> [Task to carry out] Can you return every item below word for word, without changing anything?

> [Entries shown]
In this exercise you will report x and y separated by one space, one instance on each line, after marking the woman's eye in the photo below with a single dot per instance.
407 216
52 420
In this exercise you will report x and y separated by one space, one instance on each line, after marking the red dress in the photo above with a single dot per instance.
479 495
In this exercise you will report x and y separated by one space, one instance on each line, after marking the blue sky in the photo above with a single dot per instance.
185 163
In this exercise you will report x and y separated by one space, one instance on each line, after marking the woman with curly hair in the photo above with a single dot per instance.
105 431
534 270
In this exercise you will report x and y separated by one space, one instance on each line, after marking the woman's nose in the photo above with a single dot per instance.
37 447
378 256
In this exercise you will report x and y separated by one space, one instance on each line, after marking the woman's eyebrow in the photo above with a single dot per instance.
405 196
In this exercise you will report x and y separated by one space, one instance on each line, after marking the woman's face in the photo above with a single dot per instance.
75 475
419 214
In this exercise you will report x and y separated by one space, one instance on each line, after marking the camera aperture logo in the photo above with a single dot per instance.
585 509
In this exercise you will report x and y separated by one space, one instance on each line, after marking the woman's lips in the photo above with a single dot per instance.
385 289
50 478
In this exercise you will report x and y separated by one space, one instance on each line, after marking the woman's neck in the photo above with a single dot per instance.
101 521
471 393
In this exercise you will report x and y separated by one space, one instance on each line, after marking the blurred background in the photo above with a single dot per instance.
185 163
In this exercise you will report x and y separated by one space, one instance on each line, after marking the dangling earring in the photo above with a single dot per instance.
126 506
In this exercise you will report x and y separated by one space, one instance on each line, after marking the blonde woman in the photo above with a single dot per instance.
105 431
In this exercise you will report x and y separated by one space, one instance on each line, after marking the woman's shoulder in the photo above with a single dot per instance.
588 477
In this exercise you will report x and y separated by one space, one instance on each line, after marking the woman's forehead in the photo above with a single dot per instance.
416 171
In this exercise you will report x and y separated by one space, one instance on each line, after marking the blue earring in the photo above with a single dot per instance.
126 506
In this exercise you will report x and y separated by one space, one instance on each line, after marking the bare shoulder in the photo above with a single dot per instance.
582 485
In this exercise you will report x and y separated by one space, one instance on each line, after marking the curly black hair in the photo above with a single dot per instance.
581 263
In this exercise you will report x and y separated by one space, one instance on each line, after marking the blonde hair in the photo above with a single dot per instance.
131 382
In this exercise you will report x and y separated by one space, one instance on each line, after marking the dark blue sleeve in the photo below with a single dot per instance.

> [Result for this task]
In this exercise you will report x and y separated by one space, one instance on each line, after marking the woman's eye in the photo below with a single dot per instance.
407 216
52 420
In this exercise you will report x and y separated by one space, one instance on each line, after marking the red dress in the photo above with a single dot per instance.
479 495
In this exercise you will report x and y separated by one space, one instance on each line, after marking the blue sky in the photo above with a single dot per instance.
185 163
In this exercise you will report x and y separated by one space, one instance on each line, after marking the woman with curly hair in the photo above with a single dot per instance.
105 431
534 270
In this exercise you will report x and y separated by one space, one instance on each line, after marking the woman's nose in the photo above with a single dot per instance.
37 447
378 256
In this exercise you will report x and y separated by one space, one instance on each line, after marking the woman's eyebrow in the photo above with a single dot per instance.
405 196
In this exercise you will report x and y separated by one space, one instance on each line, after marking the woman's face in the photo above with a single dot per instance.
75 475
419 214
In this exercise you will report x and y separated by one space, one instance on each line, after marking the camera aperture logo in the photo above with a single dot per instance.
585 509
In this exercise you will report x and y separated by one space, one instance on each line, after marking the woman's lips in the photo above with a single dot per instance.
385 289
50 478
In this exercise you will report x and y separated by one space, one instance on each line, after marking the woman's neck in the photo above with a single dot per instance.
101 521
471 393
In this exercise you will report x and y separated by one space, one instance on each line, after marking the blurred background in the photo above with a single dot per instance.
185 163
In this exercise you will report x and y separated by one space, one instance on each line, after marking the dangling earring in the photo above with a single dot per instance.
126 506
In this exercise you will report x and y separated by one space, one instance on each line, after marking the blonde woman in the photo above with a single dot per instance.
105 431
In this exercise you will report x and y separated by one space, one instance on each line, after marking the woman's shoulder in the photo above with a single dot per instance.
588 477
In this exercise you will report x and y separated by one space, one instance on each line, after marking the woman's forehead in the photo above with a single dot per instance.
416 171
In this exercise you will report x and y separated by one space, one instance on each line, after marking the blue earring in the photo above with a single dot per instance.
126 506
In this exercise you will report x and y separated by one space, one instance on each line, after marking the bare shoulder in the photo above with a single dot per instance.
582 485
In this exercise you will report x and y separated by one space, one instance on each line, after marking the curly black hair in the photo above with a single dot per instance.
581 263
In this exercise you will report x and y separated by one space, one instance on each line, after marking the blonde hair in the photo above with a single dot per instance.
131 382
In this exercise you will report x and y separated by one space, one instance on each line, after marking the dark blue sleeve in the photo below with a single dot per instance.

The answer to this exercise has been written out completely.